=== Source extract ===
※ ※ ※

Closed adrienchaton closed 2 years ago
Hi @adrienchaton these are valid concerns for sure. The models were trained in AMP, so I guess you can safely inference them in fp32 or amp modes. As for fp16, one of the numerically unstable parts are rotary embeddings, probably you can force them in fp32 and compare the outputs if you want to keep precision while benefiting in speed.
I see, thank you for the details @nikitos9000 For now I am sticking to fp32 inference but I will report if I do more experiments on fp16 inference.
Small correction - we train with --fp16
which implements "Mixed Precision" described by Nvidia in 2017. In short
Automatic Mixed Precision or AMP is different in that the unstable parts of forward()
are done in fp32.
So given that info, fp16 should be fine since that's how the LMs were trained. However there are some reports here in the issues of larger-than-expected numerical instability in fp16. But
residue embeddings are not allclose, i.e. there is an average absolute difference of around 1e-3 or 1e-4.
That seems like a pretty reasonable numerical error due to fp16. The real litmus test would be if downstream performance is impacted.
Thanks @tomsercu for the details, I see the difference between training pure FP16 and mixed precision (usually e.g. batch norm is kept in FP32).
I agree it is hard to quantify the effect of these numerical deltas and that if they cannot be put down to close to 0 , the only test is downstream performance ...
Hi ESM team
Thanks for open-sourcing the ESM2 models, this is great work !
I have seen the reply to this issue https://github.com/facebookresearch/esm/issues/259#issuecomment-1225456012, yet I would like to discuss further if possible please. Half-precision is very tempting for inference as the models grow, to speed-up computation and save-up memory. And I am walking on slippery ground here so please correct me where I am wrong.

※ ※ ※

=== Dataset section ===
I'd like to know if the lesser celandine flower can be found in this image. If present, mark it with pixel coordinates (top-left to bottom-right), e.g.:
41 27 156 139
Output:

※ ※ ※

=== Problems to work on ===
[1] List every GitHub username that appears in the thread on half-precision inference.
[2] In the thread on half-precision inference, what average absolute difference between residue embeddings is reported?
[3] Extend the thread on half-precision inference, picking up after its final sentence.
The data come from a separate source and have nothing to do with the thread on half-precision inference.

=== Results of the exercise ===
[1] adrienchaton, nikitos9000, tomsercu

[2] Around 1e-3 or 1e-4.

[3]
If the models have been trained in mixed or half precision (e.g. with Apex), I would imagine it could be possible to use them for inference both in fp32 and fp16. Whereas if they were trained in fp32 I would imagine we may potentially loose accuracy if doing inference in fp16. Of course these are just suppositions.
Now, by default checkpoints are loaded in fp32. If then I cast models with .half() and set input tokens as torch.int32, I observe that predicted logits or output residue embeddings are not allclose, i.e. there is an average absolute difference of around 1e-3 or 1e-4.
What should we trust more ? FP16 or FP32 ? Regarding embedding values, this is quite hard to judge what impact would this difference have for e.g. transfer learning. For logit values, I guess stuffs like zero-shot scoring would not be affected much by half precision but still, I wonder if this gap could be reduced. I.e. is there a better way to run inference in half precision that the basic casting I have described ?
Thanks for your hints !